■ **STATED PROBLEM**
Copy out the entries below word for word, leaving every line, coordinate, and punctuation mark unchanged.

━━━━━ DATA PROVIDED ━━━━━

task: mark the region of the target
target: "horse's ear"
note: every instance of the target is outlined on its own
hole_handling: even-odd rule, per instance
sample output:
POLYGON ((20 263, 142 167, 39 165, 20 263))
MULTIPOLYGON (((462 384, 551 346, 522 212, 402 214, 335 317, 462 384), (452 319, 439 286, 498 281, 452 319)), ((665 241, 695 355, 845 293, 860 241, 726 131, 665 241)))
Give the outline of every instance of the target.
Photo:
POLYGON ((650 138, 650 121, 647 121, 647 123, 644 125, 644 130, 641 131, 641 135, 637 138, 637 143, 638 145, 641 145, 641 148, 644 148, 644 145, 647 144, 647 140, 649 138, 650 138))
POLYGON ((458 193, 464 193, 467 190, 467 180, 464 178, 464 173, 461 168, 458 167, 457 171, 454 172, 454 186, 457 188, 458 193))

━━━━━

■ **EXERCISE ANSWER**
task: mark the region of the target
target: "horse's ear"
note: every instance of the target is outlined on its own
hole_handling: even-odd rule, per instance
sample output:
POLYGON ((20 263, 142 167, 39 165, 20 263))
MULTIPOLYGON (((462 384, 551 346, 522 212, 402 214, 335 317, 462 384), (452 319, 439 286, 498 281, 452 319)), ((665 241, 695 355, 845 293, 860 241, 726 131, 665 241)))
Give the outline of every instance of the target.
Photo:
POLYGON ((650 138, 650 121, 647 121, 647 123, 644 125, 644 130, 641 131, 641 135, 637 138, 637 143, 638 145, 641 145, 641 148, 644 148, 644 145, 647 144, 647 140, 649 138, 650 138))
POLYGON ((458 193, 464 193, 467 190, 467 180, 464 178, 464 173, 461 168, 458 167, 457 171, 454 172, 454 186, 457 188, 458 193))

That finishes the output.